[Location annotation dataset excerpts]
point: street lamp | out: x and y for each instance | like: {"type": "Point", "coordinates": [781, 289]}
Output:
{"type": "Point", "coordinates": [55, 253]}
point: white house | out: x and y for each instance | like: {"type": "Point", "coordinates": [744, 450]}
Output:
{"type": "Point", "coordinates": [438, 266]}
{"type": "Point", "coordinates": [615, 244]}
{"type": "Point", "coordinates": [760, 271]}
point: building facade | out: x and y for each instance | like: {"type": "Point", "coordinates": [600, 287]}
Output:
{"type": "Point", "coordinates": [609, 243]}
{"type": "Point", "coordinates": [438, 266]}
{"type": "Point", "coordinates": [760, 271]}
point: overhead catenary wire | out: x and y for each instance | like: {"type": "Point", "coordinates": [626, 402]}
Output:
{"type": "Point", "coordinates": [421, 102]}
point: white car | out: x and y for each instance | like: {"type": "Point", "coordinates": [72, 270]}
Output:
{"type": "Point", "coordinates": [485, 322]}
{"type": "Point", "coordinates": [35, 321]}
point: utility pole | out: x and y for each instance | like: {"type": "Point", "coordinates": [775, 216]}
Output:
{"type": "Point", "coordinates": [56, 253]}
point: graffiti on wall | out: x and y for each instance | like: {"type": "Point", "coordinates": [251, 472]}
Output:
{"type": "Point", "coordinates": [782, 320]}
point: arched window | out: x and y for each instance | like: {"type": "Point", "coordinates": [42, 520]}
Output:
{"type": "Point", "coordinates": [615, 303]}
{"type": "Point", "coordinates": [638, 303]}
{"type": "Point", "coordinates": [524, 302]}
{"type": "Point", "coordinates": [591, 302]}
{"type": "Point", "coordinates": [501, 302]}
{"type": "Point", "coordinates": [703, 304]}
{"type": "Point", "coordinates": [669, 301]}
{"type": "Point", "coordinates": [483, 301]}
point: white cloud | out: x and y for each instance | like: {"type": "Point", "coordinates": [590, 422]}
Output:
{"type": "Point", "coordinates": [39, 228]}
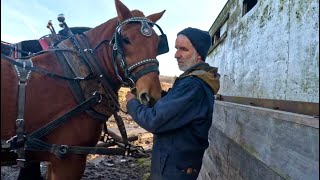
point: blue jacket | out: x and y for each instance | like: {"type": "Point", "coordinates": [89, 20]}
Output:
{"type": "Point", "coordinates": [180, 122]}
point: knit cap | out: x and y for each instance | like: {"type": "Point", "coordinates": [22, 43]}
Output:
{"type": "Point", "coordinates": [201, 40]}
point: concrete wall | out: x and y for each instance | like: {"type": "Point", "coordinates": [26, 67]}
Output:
{"type": "Point", "coordinates": [251, 143]}
{"type": "Point", "coordinates": [271, 52]}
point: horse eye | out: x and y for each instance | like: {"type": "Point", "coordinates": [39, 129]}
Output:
{"type": "Point", "coordinates": [126, 40]}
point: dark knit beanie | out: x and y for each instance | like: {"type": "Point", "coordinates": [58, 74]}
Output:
{"type": "Point", "coordinates": [201, 40]}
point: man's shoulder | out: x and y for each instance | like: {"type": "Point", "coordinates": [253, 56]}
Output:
{"type": "Point", "coordinates": [188, 81]}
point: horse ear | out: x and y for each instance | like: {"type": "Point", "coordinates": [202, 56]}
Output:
{"type": "Point", "coordinates": [155, 17]}
{"type": "Point", "coordinates": [122, 11]}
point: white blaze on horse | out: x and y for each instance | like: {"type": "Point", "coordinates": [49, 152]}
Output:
{"type": "Point", "coordinates": [55, 102]}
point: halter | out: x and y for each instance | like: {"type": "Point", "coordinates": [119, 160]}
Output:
{"type": "Point", "coordinates": [116, 43]}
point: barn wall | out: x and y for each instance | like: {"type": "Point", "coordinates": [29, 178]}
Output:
{"type": "Point", "coordinates": [271, 52]}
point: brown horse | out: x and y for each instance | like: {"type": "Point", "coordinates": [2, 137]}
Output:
{"type": "Point", "coordinates": [48, 122]}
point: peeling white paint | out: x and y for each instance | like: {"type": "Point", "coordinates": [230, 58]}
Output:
{"type": "Point", "coordinates": [270, 52]}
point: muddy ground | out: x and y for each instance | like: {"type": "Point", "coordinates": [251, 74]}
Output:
{"type": "Point", "coordinates": [110, 167]}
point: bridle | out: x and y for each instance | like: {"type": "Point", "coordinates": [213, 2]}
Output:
{"type": "Point", "coordinates": [117, 51]}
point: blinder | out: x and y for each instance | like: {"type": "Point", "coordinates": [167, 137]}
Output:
{"type": "Point", "coordinates": [117, 43]}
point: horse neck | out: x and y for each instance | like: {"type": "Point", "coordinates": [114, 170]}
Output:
{"type": "Point", "coordinates": [104, 53]}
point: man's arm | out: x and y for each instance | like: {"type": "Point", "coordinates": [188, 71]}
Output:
{"type": "Point", "coordinates": [176, 109]}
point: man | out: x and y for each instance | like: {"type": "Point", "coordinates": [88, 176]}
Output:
{"type": "Point", "coordinates": [181, 119]}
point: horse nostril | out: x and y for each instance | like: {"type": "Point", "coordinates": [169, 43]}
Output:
{"type": "Point", "coordinates": [144, 98]}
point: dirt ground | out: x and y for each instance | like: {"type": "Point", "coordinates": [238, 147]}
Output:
{"type": "Point", "coordinates": [111, 167]}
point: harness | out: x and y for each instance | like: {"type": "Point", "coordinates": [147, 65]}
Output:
{"type": "Point", "coordinates": [21, 142]}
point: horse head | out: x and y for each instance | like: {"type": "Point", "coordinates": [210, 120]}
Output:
{"type": "Point", "coordinates": [133, 49]}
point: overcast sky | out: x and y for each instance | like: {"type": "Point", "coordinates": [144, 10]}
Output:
{"type": "Point", "coordinates": [27, 19]}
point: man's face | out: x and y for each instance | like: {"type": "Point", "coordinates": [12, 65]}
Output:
{"type": "Point", "coordinates": [186, 55]}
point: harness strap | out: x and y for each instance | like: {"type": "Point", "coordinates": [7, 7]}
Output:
{"type": "Point", "coordinates": [42, 71]}
{"type": "Point", "coordinates": [62, 150]}
{"type": "Point", "coordinates": [23, 76]}
{"type": "Point", "coordinates": [94, 99]}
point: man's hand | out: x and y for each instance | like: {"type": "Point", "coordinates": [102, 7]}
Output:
{"type": "Point", "coordinates": [129, 96]}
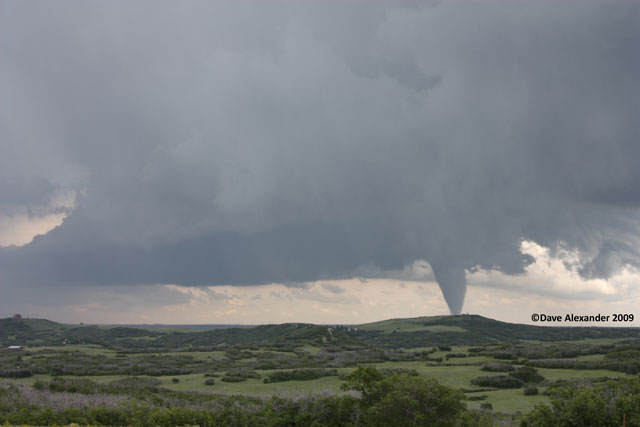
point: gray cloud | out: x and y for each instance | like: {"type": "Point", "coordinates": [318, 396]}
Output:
{"type": "Point", "coordinates": [246, 142]}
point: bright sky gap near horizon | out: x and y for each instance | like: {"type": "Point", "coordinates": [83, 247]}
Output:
{"type": "Point", "coordinates": [317, 161]}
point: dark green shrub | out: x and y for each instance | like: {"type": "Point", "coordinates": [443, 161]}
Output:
{"type": "Point", "coordinates": [497, 381]}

# TASK BRIEF
Restate the full listing verbatim and drop every picture.

# TASK ANSWER
point: street lamp | out: x and y for each instance | like: {"type": "Point", "coordinates": [781, 289]}
Output:
{"type": "Point", "coordinates": [55, 253]}
point: white house | out: x and y for each instance | like: {"type": "Point", "coordinates": [744, 450]}
Output:
{"type": "Point", "coordinates": [438, 266]}
{"type": "Point", "coordinates": [615, 244]}
{"type": "Point", "coordinates": [760, 271]}
point: building facade | out: x and y for each instance | like: {"type": "Point", "coordinates": [600, 287]}
Output:
{"type": "Point", "coordinates": [609, 243]}
{"type": "Point", "coordinates": [438, 266]}
{"type": "Point", "coordinates": [760, 271]}
point: overhead catenary wire | out: x and y for each instance | like: {"type": "Point", "coordinates": [626, 402]}
Output:
{"type": "Point", "coordinates": [421, 102]}
point: white car | out: x and y for each instance | like: {"type": "Point", "coordinates": [72, 270]}
Output:
{"type": "Point", "coordinates": [485, 322]}
{"type": "Point", "coordinates": [35, 321]}
point: utility pole | out: x and y for each instance | like: {"type": "Point", "coordinates": [775, 216]}
Output:
{"type": "Point", "coordinates": [56, 253]}
point: graffiti on wall | out: x and y for each instance | like: {"type": "Point", "coordinates": [251, 472]}
Output:
{"type": "Point", "coordinates": [782, 320]}
point: arched window | out: x and y for each instance | like: {"type": "Point", "coordinates": [42, 520]}
Output:
{"type": "Point", "coordinates": [615, 303]}
{"type": "Point", "coordinates": [638, 303]}
{"type": "Point", "coordinates": [524, 302]}
{"type": "Point", "coordinates": [591, 302]}
{"type": "Point", "coordinates": [501, 302]}
{"type": "Point", "coordinates": [703, 304]}
{"type": "Point", "coordinates": [669, 301]}
{"type": "Point", "coordinates": [483, 301]}
point: white cloud | out: x and y for each instance | like: {"type": "Point", "coordinates": [590, 422]}
Output:
{"type": "Point", "coordinates": [39, 228]}
point: blue jacket | out: x and y for each instance | like: {"type": "Point", "coordinates": [89, 20]}
Output:
{"type": "Point", "coordinates": [180, 122]}
point: knit cap | out: x and y for each instance | like: {"type": "Point", "coordinates": [22, 43]}
Output:
{"type": "Point", "coordinates": [201, 40]}
point: concrete wall | out: x and y for each instance | like: {"type": "Point", "coordinates": [26, 67]}
Output:
{"type": "Point", "coordinates": [251, 143]}
{"type": "Point", "coordinates": [271, 52]}
point: horse eye | out: x and y for each instance | like: {"type": "Point", "coordinates": [39, 129]}
Output:
{"type": "Point", "coordinates": [126, 40]}
point: dark knit beanie | out: x and y for each instance | like: {"type": "Point", "coordinates": [58, 74]}
Output:
{"type": "Point", "coordinates": [201, 40]}
point: man's shoulder | out: x and y for each instance | like: {"type": "Point", "coordinates": [253, 56]}
Output:
{"type": "Point", "coordinates": [188, 81]}
point: horse ear | out: x and y for each instance | like: {"type": "Point", "coordinates": [202, 56]}
Output:
{"type": "Point", "coordinates": [155, 17]}
{"type": "Point", "coordinates": [122, 11]}
point: white blaze on horse | out: x and y for each instance | like: {"type": "Point", "coordinates": [49, 152]}
Output:
{"type": "Point", "coordinates": [55, 102]}
point: halter | out: x and y for each instance | like: {"type": "Point", "coordinates": [119, 160]}
Output:
{"type": "Point", "coordinates": [116, 43]}
point: barn wall | out: x and y for each instance | like: {"type": "Point", "coordinates": [29, 178]}
Output:
{"type": "Point", "coordinates": [271, 52]}
point: brown horse | out: x and y for each instance | like: {"type": "Point", "coordinates": [2, 137]}
Output:
{"type": "Point", "coordinates": [48, 122]}
point: peeling white paint | out: x and y for each instance | like: {"type": "Point", "coordinates": [230, 58]}
Output:
{"type": "Point", "coordinates": [270, 52]}
point: muddy ground | out: x and y for each instance | like: {"type": "Point", "coordinates": [251, 74]}
Output:
{"type": "Point", "coordinates": [110, 167]}
point: bridle | out: x and y for each instance | like: {"type": "Point", "coordinates": [213, 2]}
Output:
{"type": "Point", "coordinates": [117, 51]}
point: blinder | out: x and y for each instance | like: {"type": "Point", "coordinates": [167, 137]}
Output:
{"type": "Point", "coordinates": [117, 43]}
point: horse neck | out: x and y for each instance | like: {"type": "Point", "coordinates": [114, 170]}
Output:
{"type": "Point", "coordinates": [104, 53]}
point: man's arm | out: x and y for each instance | like: {"type": "Point", "coordinates": [188, 71]}
Output:
{"type": "Point", "coordinates": [176, 109]}
point: man | out: x and y for each instance | like: {"type": "Point", "coordinates": [88, 176]}
Output:
{"type": "Point", "coordinates": [181, 119]}
point: horse nostril | out: x and y for each instance | like: {"type": "Point", "coordinates": [169, 43]}
Output:
{"type": "Point", "coordinates": [144, 98]}
point: dirt ground | out: x and y for each instance | like: {"type": "Point", "coordinates": [238, 147]}
Output:
{"type": "Point", "coordinates": [111, 167]}
point: harness | out: x and y for each instance | like: {"type": "Point", "coordinates": [147, 65]}
Output:
{"type": "Point", "coordinates": [21, 142]}
point: horse head | out: x and y for each instance | like: {"type": "Point", "coordinates": [210, 120]}
Output:
{"type": "Point", "coordinates": [133, 49]}
point: overcast sky | out: x and y for each instance | like: {"type": "Point", "coordinates": [144, 10]}
Output:
{"type": "Point", "coordinates": [27, 19]}
point: man's face | out: x and y for each instance | like: {"type": "Point", "coordinates": [12, 65]}
Output:
{"type": "Point", "coordinates": [186, 55]}
point: harness strap | out: x and y for each instance | like: {"type": "Point", "coordinates": [7, 7]}
Output:
{"type": "Point", "coordinates": [42, 71]}
{"type": "Point", "coordinates": [62, 150]}
{"type": "Point", "coordinates": [23, 76]}
{"type": "Point", "coordinates": [94, 99]}
point: man's hand | out: x and y for each instance | like: {"type": "Point", "coordinates": [102, 7]}
Output:
{"type": "Point", "coordinates": [129, 96]}
point: gray cloud | out: x and y for each instance | like: {"type": "Point", "coordinates": [318, 396]}
Output:
{"type": "Point", "coordinates": [246, 142]}
point: bright sky gap near horizon | out: x and y for each instance | like: {"type": "Point", "coordinates": [83, 247]}
Output:
{"type": "Point", "coordinates": [317, 161]}
point: dark green shrub | out: x and y for each instance | like: {"type": "Point", "coordinates": [443, 161]}
Output:
{"type": "Point", "coordinates": [497, 381]}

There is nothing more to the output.